Object detection data

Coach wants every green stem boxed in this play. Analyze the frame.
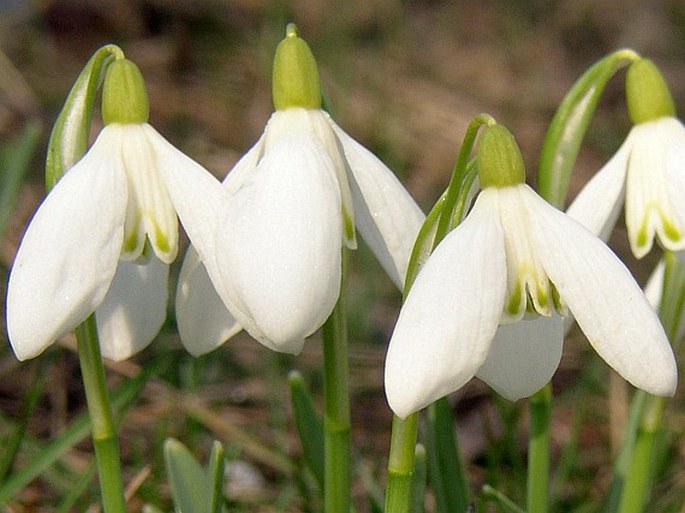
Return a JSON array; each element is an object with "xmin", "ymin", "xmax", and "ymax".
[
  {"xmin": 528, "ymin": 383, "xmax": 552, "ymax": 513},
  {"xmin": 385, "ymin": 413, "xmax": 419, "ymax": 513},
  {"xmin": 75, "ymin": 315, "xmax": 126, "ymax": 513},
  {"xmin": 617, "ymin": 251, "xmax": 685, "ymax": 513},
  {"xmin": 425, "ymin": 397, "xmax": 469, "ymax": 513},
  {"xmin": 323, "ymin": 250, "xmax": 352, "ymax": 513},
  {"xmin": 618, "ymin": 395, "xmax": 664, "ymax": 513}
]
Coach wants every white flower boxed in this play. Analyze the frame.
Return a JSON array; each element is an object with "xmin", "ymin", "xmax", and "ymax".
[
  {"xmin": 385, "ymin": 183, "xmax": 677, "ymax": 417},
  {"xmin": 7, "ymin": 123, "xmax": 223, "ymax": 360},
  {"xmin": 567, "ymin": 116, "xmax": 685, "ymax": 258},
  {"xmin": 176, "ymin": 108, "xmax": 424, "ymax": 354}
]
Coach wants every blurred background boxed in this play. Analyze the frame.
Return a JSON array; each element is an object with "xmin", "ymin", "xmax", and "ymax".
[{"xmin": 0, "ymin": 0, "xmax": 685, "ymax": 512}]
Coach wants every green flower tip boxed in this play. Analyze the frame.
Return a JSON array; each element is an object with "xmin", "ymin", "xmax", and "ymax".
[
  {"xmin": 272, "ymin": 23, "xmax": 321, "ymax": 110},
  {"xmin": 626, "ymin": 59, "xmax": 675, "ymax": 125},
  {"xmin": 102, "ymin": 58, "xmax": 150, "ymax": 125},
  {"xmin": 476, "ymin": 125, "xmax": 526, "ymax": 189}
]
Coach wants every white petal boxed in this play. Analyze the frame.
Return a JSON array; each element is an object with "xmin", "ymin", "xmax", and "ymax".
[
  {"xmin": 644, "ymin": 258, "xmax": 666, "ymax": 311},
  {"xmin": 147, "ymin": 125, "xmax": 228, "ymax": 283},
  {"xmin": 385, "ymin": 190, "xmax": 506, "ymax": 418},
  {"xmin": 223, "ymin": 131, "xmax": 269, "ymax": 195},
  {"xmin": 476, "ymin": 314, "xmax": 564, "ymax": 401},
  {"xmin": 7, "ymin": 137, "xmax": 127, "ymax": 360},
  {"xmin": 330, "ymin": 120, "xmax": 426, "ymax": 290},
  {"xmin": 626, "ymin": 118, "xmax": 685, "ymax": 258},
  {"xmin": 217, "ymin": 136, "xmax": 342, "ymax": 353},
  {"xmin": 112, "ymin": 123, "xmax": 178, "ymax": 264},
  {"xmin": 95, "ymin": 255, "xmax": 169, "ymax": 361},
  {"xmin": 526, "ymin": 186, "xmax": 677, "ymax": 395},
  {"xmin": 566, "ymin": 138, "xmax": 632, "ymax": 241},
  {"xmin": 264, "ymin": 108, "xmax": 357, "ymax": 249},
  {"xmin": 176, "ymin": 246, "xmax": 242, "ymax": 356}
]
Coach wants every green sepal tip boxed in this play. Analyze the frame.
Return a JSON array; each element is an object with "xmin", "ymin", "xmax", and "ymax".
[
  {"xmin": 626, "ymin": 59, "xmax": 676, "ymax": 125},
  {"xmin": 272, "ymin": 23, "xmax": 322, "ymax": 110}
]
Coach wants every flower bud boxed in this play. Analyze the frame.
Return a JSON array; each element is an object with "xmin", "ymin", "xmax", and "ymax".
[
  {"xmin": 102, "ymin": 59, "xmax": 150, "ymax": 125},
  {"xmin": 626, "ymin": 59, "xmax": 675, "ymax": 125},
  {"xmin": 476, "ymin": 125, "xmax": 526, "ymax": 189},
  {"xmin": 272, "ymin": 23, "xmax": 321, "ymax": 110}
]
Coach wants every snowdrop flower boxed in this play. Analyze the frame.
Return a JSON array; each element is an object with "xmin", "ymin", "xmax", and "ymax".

The request »
Copy out every line of the material above word for word, omitting the picture.

Task answer »
Coach wants every green stem boxed in this play. Analyze the frame.
Return a JSON array; each element is an object with "xmin", "ymin", "xmax", and "ymax".
[
  {"xmin": 528, "ymin": 383, "xmax": 552, "ymax": 513},
  {"xmin": 385, "ymin": 413, "xmax": 419, "ymax": 513},
  {"xmin": 75, "ymin": 315, "xmax": 126, "ymax": 513},
  {"xmin": 617, "ymin": 251, "xmax": 685, "ymax": 513},
  {"xmin": 425, "ymin": 397, "xmax": 469, "ymax": 513},
  {"xmin": 323, "ymin": 250, "xmax": 352, "ymax": 513},
  {"xmin": 618, "ymin": 395, "xmax": 664, "ymax": 513}
]
Coach wants every white flower boxed in this play. Analyze the frame.
Return a JSON array; each element is an object with "xmin", "ymin", "xmax", and "ymax".
[
  {"xmin": 385, "ymin": 183, "xmax": 677, "ymax": 417},
  {"xmin": 7, "ymin": 123, "xmax": 223, "ymax": 360},
  {"xmin": 567, "ymin": 116, "xmax": 685, "ymax": 258},
  {"xmin": 176, "ymin": 108, "xmax": 424, "ymax": 354}
]
Coach wants every blurred background boxed in this play. Analyze the frame.
Return a JSON array; each element is an object with "xmin", "ymin", "xmax", and "ymax".
[{"xmin": 0, "ymin": 0, "xmax": 685, "ymax": 512}]
Coach wants every green flower tip boxed in this play. Analyze the frame.
Return a JSON array; each element is an object with "xmin", "ymin", "xmax", and "ymax".
[
  {"xmin": 272, "ymin": 23, "xmax": 321, "ymax": 110},
  {"xmin": 626, "ymin": 59, "xmax": 675, "ymax": 125},
  {"xmin": 102, "ymin": 58, "xmax": 150, "ymax": 125},
  {"xmin": 476, "ymin": 125, "xmax": 526, "ymax": 189}
]
Coach wants every white petal boxed in this play. Analyze the frame.
Return a JSON array; each element is an object with "xmin", "ymin", "xmax", and "ymax".
[
  {"xmin": 644, "ymin": 258, "xmax": 666, "ymax": 311},
  {"xmin": 147, "ymin": 125, "xmax": 228, "ymax": 283},
  {"xmin": 385, "ymin": 190, "xmax": 506, "ymax": 418},
  {"xmin": 223, "ymin": 131, "xmax": 269, "ymax": 195},
  {"xmin": 476, "ymin": 314, "xmax": 564, "ymax": 401},
  {"xmin": 7, "ymin": 137, "xmax": 127, "ymax": 360},
  {"xmin": 330, "ymin": 120, "xmax": 426, "ymax": 290},
  {"xmin": 626, "ymin": 118, "xmax": 685, "ymax": 258},
  {"xmin": 217, "ymin": 136, "xmax": 342, "ymax": 353},
  {"xmin": 112, "ymin": 123, "xmax": 178, "ymax": 264},
  {"xmin": 95, "ymin": 255, "xmax": 169, "ymax": 361},
  {"xmin": 526, "ymin": 186, "xmax": 677, "ymax": 395},
  {"xmin": 566, "ymin": 138, "xmax": 632, "ymax": 241},
  {"xmin": 264, "ymin": 108, "xmax": 357, "ymax": 249},
  {"xmin": 176, "ymin": 246, "xmax": 242, "ymax": 356}
]
Coach wants every green sepal tip boxed in this play. Analyze the frame.
Return a JSON array; each element is an object with "xmin", "ymin", "xmax", and "ymax".
[
  {"xmin": 626, "ymin": 59, "xmax": 676, "ymax": 125},
  {"xmin": 272, "ymin": 23, "xmax": 322, "ymax": 110}
]
Coach wants every flower bud boxed in this play. Analyze the frame.
Return a JSON array; each element is an object with "xmin", "ymin", "xmax", and "ymax".
[
  {"xmin": 102, "ymin": 59, "xmax": 150, "ymax": 125},
  {"xmin": 626, "ymin": 59, "xmax": 675, "ymax": 125},
  {"xmin": 476, "ymin": 125, "xmax": 526, "ymax": 189},
  {"xmin": 272, "ymin": 23, "xmax": 321, "ymax": 110}
]
Coach wants every snowdrop flower boxed in this play. Analyze the frame.
Return a JSON array; each element is an object with "xmin", "ymin", "xmax", and "ymax".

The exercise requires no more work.